== KUTIPAN DOKUMEN ==
_ _ _ _

Saya pribadi pernah beberapa kali berinteraksi dengan pembuat tulisan tersebut karena memang sudah ada pertemanan di aplikasi Facebook. Akan tetapi setelah saya hubungi beliau mengenai tulisan tersebut, tidak ada respon dari beliau sehingga akhirnya saya menulis tulisan ini.

Inilah pentingnya melakukan klarifikasi jika kita menyebarkan informasi penting, walaupun niatnya memang baik. Akan tetapi jika informasinya salah tetap saja menjadi suatu kebohongan publik dan bisa menimbulkan keresahan.

Ada “beberapa” kesalahan informasi didalam tulisan tersebut yang saya rasa cukup mengganggu, karena pertama beliau yang menulis tidak melakukan klarifikasi terhadap keluarga kami padahal beliau mengesankan sangat mengenal kami secara akrab dan kedua data-data yang disebutkan berulang-ulang adalah tidak valid sehingga kesannya seperti “sok tahu” tentang keluarga kami.

  1. Dari judulnya disebut bahwa Vatih (adik saya) disebut al-Hafidz padahal beliau tidak memiliki gelar tersebut.
  2. Masih di judulnya, santri kami yang bermukim dan makan setiap hari di sini jumlahnya sekitar 40-an orang. Masih jauh dari angka 100 yang nampak fenomenal itu.
  3. Tertulis di situ siapapun bisa masuk sini gratis. Padahal untuk bisa diterima di sini perlu ada beberapa persyaratan yang tidak mungkin semua orang bisa memenuhi.
  4. Mengulang kesalahan sebelumnya, tertulis lagi hitung-hitungan biaya makan 100 orang padahal itu hanya asumsi.
  5. Tertulis di situ bahwa kami (saya dan adik-adik saya) adalah tidak lulus SD, bahkan ditulis juga nama saya di situ. Padahal kami punya ijazah SD. Di yayasan yang dikelola keluarga kami ada SDIT dan semua adik-adik saya adalah alumni sini (kecuali saya yang dulu lulus MI di Pesantren Temboro).

_ _ _ _

== CUPLIKAN DATA ==

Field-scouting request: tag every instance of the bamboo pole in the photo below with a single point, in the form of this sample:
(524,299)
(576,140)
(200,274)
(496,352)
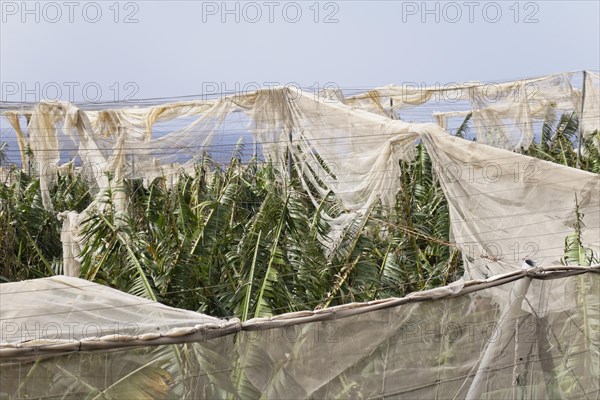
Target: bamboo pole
(579,129)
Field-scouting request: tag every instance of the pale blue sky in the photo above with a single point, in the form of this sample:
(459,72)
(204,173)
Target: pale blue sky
(184,47)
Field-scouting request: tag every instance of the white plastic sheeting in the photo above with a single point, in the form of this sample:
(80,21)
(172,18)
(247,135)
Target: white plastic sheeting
(505,207)
(448,343)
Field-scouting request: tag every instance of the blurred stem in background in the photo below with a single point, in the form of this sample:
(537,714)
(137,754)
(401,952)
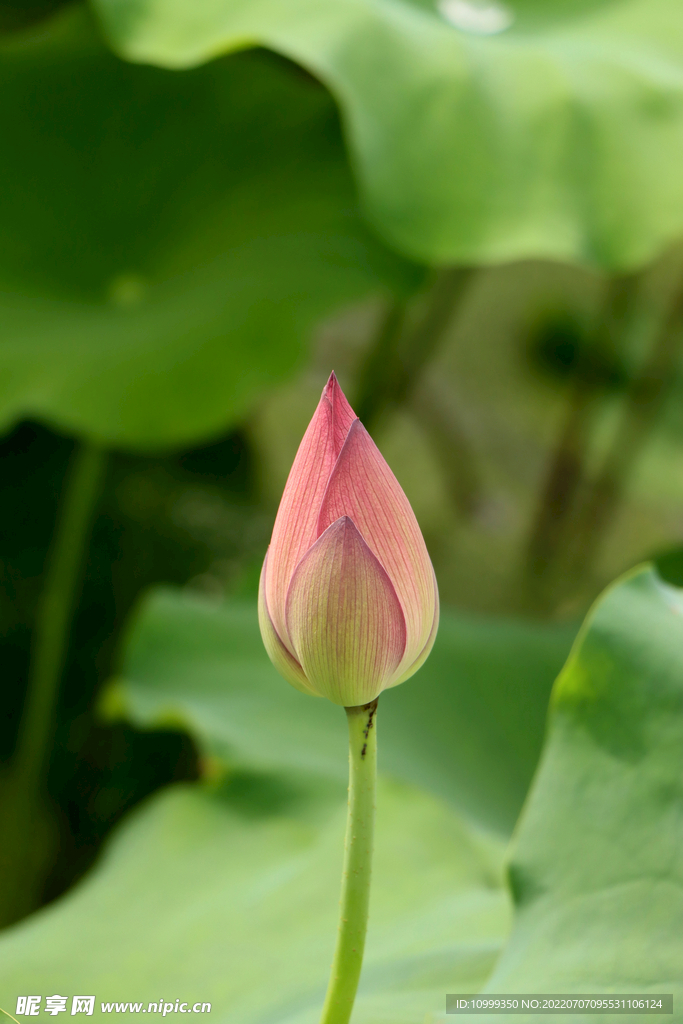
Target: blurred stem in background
(393,375)
(577,506)
(24,819)
(642,406)
(354,900)
(555,516)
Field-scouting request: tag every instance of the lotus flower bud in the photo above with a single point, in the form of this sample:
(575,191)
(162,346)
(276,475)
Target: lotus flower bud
(348,603)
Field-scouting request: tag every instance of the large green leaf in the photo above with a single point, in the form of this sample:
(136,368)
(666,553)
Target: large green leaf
(167,242)
(598,867)
(469,726)
(559,136)
(210,899)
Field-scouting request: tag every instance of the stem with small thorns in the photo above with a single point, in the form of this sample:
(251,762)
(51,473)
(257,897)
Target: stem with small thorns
(354,899)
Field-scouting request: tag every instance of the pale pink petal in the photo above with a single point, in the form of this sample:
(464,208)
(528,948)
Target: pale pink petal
(406,673)
(344,619)
(287,666)
(363,486)
(295,528)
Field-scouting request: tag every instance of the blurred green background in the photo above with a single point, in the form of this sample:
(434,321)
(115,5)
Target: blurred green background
(471,212)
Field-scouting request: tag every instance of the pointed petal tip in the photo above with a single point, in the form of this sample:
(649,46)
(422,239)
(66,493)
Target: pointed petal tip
(342,414)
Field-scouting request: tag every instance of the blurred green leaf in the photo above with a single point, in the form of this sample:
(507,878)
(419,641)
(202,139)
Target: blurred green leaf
(203,898)
(167,242)
(469,726)
(597,871)
(480,130)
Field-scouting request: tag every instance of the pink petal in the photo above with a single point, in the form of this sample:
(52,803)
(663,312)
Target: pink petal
(364,487)
(408,671)
(344,617)
(295,528)
(287,666)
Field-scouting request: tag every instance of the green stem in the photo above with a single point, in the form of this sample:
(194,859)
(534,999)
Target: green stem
(19,861)
(357,865)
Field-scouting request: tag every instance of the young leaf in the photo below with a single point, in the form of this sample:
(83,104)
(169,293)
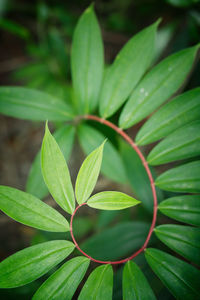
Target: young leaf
(181,110)
(29,104)
(99,284)
(179,277)
(33,262)
(64,282)
(31,211)
(56,174)
(110,200)
(129,66)
(135,284)
(182,239)
(185,178)
(35,185)
(88,175)
(182,208)
(157,86)
(112,165)
(181,144)
(87,61)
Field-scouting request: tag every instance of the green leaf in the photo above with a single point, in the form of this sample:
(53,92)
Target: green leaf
(181,144)
(110,200)
(179,277)
(182,239)
(181,110)
(35,185)
(135,284)
(33,262)
(29,104)
(99,284)
(182,208)
(129,66)
(185,178)
(87,61)
(88,174)
(157,86)
(31,211)
(64,282)
(116,242)
(56,174)
(112,165)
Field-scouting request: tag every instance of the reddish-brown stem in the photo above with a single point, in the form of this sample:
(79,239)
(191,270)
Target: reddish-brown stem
(135,147)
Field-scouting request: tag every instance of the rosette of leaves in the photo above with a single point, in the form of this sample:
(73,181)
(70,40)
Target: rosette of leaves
(132,89)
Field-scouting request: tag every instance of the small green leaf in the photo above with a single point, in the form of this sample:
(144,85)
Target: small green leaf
(112,165)
(87,61)
(31,211)
(179,277)
(181,144)
(182,239)
(99,284)
(29,104)
(157,86)
(173,115)
(35,185)
(128,68)
(64,282)
(185,178)
(135,284)
(88,174)
(110,200)
(182,208)
(33,262)
(56,174)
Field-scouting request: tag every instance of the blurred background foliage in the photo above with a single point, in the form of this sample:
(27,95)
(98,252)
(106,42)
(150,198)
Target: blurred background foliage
(35,39)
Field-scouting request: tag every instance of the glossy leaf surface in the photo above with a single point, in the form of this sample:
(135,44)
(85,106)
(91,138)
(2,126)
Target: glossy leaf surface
(157,86)
(99,284)
(56,174)
(31,211)
(29,104)
(181,110)
(185,178)
(64,282)
(111,200)
(135,284)
(87,61)
(33,262)
(184,240)
(127,69)
(178,276)
(182,208)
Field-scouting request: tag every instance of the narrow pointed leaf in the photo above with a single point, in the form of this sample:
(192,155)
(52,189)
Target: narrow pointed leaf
(181,144)
(181,110)
(56,174)
(35,184)
(185,178)
(112,165)
(182,208)
(29,104)
(110,200)
(184,240)
(128,68)
(64,282)
(88,174)
(87,61)
(157,86)
(33,262)
(179,277)
(31,211)
(99,284)
(135,284)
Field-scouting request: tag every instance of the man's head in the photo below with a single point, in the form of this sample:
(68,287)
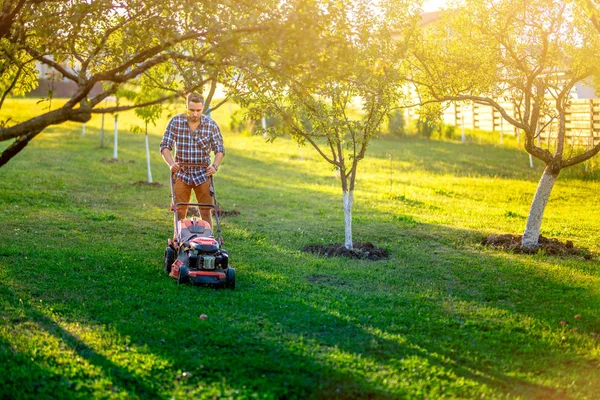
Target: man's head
(195,106)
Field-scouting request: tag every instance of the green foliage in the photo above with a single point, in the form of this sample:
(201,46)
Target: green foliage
(396,124)
(425,127)
(86,311)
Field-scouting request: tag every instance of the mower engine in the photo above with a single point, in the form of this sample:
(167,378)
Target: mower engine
(197,257)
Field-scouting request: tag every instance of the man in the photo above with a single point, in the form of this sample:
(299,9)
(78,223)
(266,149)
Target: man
(194,136)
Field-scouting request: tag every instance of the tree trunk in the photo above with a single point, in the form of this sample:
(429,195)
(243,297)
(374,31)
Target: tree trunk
(148,157)
(348,200)
(116,138)
(536,212)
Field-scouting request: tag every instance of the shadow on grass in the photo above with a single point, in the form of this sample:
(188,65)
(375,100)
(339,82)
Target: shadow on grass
(438,318)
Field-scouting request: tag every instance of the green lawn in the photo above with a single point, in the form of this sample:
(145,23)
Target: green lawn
(86,311)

_ _ _ _

== PETUNJUK ==
• 1. Sebutkan secara singkat kelima kesalahan informasi yang dirinci dalam teks klarifikasi.
• 2. Salin dari teks klarifikasi bagian mulai "3. Tertulis di" hingga "di Pesantren Temboro).", tanpa mengubah apa pun.
• 3. Teruskan teks klarifikasi tentang kesalahan informasi mengenai keluarga penulis dari titik terakhirnya.
Baris-baris data di atas tidak ada hubungannya dengan teks klarifikasi.

== JAWABAN TIAP TUGAS ==
• 1.
1. Vatih disebut al-Hafidz, padahal ia tidak memiliki gelar tersebut.
2. Jumlah santri disebut 100 orang, padahal santri yang bermukim dan makan setiap hari sekitar 40-an orang.
3. Disebutkan siapa pun bisa masuk secara gratis, padahal ada beberapa persyaratan untuk bisa diterima.
4. Hitungan biaya makan untuk 100 orang diulang, padahal itu hanya asumsi.
5. Penulis dan adik-adiknya disebut tidak lulus SD, padahal mereka punya ijazah SD.

• 2.
3. Tertulis di situ siapapun bisa masuk sini gratis. Padahal untuk bisa diterima di sini perlu ada beberapa persyaratan yang tidak mungkin semua orang bisa memenuhi.
  4. Mengulang kesalahan sebelumnya, tertulis lagi hitung-hitungan biaya makan 100 orang padahal itu hanya asumsi.
  5. Tertulis di situ bahwa kami (saya dan adik-adik saya) adalah tidak lulus SD, bahkan ditulis juga nama saya di situ. Padahal kami punya ijazah SD. Di yayasan yang dikelola keluarga kami ada SDIT dan semua adik-adik saya adalah alumni sini (kecuali saya yang dulu lulus MI di Pesantren Temboro).

• 3.
  6. Yang pertama kali minta berhenti sekolah adalah saya dan waktu itu saya sudah kelas XI (2 SMA). Orangtua saya juga tidak langsung setuju melainkan melalui diskusi panjang dengan saya pada waktu itu. Setelah akhirnya orangtua setuju, barulah adik-adik saya yang SUDAH LULUS SD berhenti dari sekolah.
  7. Tertulis bahwa saya dan adik-adik telah hafizh 30 juz. Padahal yang benar-benar AL-HAFIZH hanya Hammad. Said juga pernah selesai 30 juz tapi kurang tahu sekarang kabarnya gimana. Saya hanya pernah menghafal sekitar 17-an juz, Vatih juga setahu saya belum al-Hafizh, apalagi Umar yang juga masih di bawah saya.
  8. Tertulis kami menikah di usia 17 tahun. Yang benar adalah saya, Vatih, Said, & Umar menikah di usia 19 tahun. Sedangkan Hammad menikah di usia 18 tahun.
  9. Mengenai informasi yang lebih valid dan akurat mengenai kehidupan keluarga kami sudah ditulis ke dalam buku oleh istri saya yang berjudul “Menantimu di Ujung Rindu”. Di buku tersebut diceritakan juga kisah-kisah saya dan adik-adik saya serta orang tua kami. Bisa langsung cek ke akun Instagram istri saya @riri.abdillah.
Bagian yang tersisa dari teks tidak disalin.